**SUPPLIED PASSAGE:**

It’s here!
The print edition of The Cosmic Survivor: The Hunt for Nebulon #1 is ready. It came out beautifully, much better than I though it would for print on demand. Though the printer still has to fix the white sliver on the bottom of the book (that wasn’t me, my bleed was correct) This was done by Print on Demand via ka-blam.com. I would love to see how it would look in offset printing but that has to be ordered in very large batches i.e. get published or have an amazing Kickstarter campaign.
I learned some hard lessons making this book every stage of the way. How exacting and unforgiving the standards of a print comic can be. But practice makes perfect. I think I know the deal now. It took me a long while to get to this point but it’s a solid lesson. And now, I have the most precise comic templates imaginable for my books so it never happens again.
I made so many dumb mistakes making this issue that could have been averted if I was more thorough in my research before I began.. I designed it to be an eBook pdf at first, a digital comic, thinking that’s as far as I would ever get – Comixology, Kindle, Amazon or Gumroad. My whole mindset was about digital. That was the backwards route,
Learn from me, do print first, digital later.

**STATED PROBLEM 1:** Copy out the listing word for word, from its first line through the line containing "[[160, 136]]", and leave the pictures out.

**INPUT ROWS:**
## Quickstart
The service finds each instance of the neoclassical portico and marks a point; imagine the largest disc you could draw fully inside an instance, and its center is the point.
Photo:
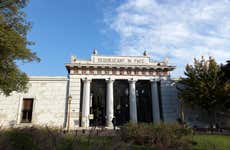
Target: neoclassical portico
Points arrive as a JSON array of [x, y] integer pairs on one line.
[[111, 69]]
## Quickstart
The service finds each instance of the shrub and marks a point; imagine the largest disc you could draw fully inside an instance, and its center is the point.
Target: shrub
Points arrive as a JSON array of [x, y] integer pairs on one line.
[[160, 136]]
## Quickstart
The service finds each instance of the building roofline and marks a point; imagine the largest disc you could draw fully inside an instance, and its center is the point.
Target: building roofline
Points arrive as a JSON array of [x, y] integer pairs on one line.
[[48, 78]]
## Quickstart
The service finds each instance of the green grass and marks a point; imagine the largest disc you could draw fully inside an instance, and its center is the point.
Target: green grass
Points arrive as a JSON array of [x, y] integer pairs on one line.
[[212, 142]]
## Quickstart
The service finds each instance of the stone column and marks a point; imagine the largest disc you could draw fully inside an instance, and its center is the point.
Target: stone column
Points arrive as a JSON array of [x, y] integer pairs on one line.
[[109, 103], [132, 101], [86, 103], [155, 102], [73, 112]]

**STATED PROBLEM 2:** Carry on the post about the comic's print edition, starting after its final sentence.

**TASK ANSWER 1:**
## Quickstart
The service finds each instance of the neoclassical portico and marks a point; imagine the largest disc you could draw fully inside an instance, and its center is the point.
Photo:
Target: neoclassical portico
Points arrive as a JSON array of [x, y] integer pairs on one line.
[[111, 69]]
## Quickstart
The service finds each instance of the shrub and marks a point; imagine the largest disc you could draw fully inside an instance, and its center is the point.
Target: shrub
Points arrive as a JSON array of [x, y] integer pairs on one line.
[[160, 136]]

**TASK ANSWER 2:**
The proportions of my original art pages were so wrong. I thought it was 14 x 17 inches to be shrunk down to comic book size. I have to admit, it was really great to draw and ink at that size, like the way Jack Kirby used to do back in the day. It was cinematic and helped me get into the story. But it was also way off! Way off for iPads. Way off for Kindles. And even further off the cliff for Print. And I’ve been paying for that mistake ever since.
The correct size is 11 x 17 inches for original art with margins inside so it could be shrunk down to 6.75 x 10.25 inches at 300 dpi, being the trim size of a standard American comic. Since I was a designer, I thought I would just fix it in photoshop and make my ebook right there.
Well, not so fast.
Proportion issues either have to be cropped down in your art or you have to add art in order to make it right. And I had to make it right when I decided to go to print, no mistakes allowed.
When I decided to convert it from a digital to a print comic, it was weeks and weeks of laborious work and additional art to get it to the correct proportion, print resolution and professional standards. On top of that, fixing my writing, adjusting my word balloons, lettering, composing , design, all that stuff. I had no idea how sloppy the ebook version I made was. My only saving grace was that I did everything at high resolution for the ebook just in case and that helped me get back on track here.
I’ll do a blog post in the future to share my lessons on how to make a comic for print properly so all those hours I lost by being cavalier actually benefits someone else. But for now, I’m thrilled to have my first comic in print.
Time to enjoy that for a while!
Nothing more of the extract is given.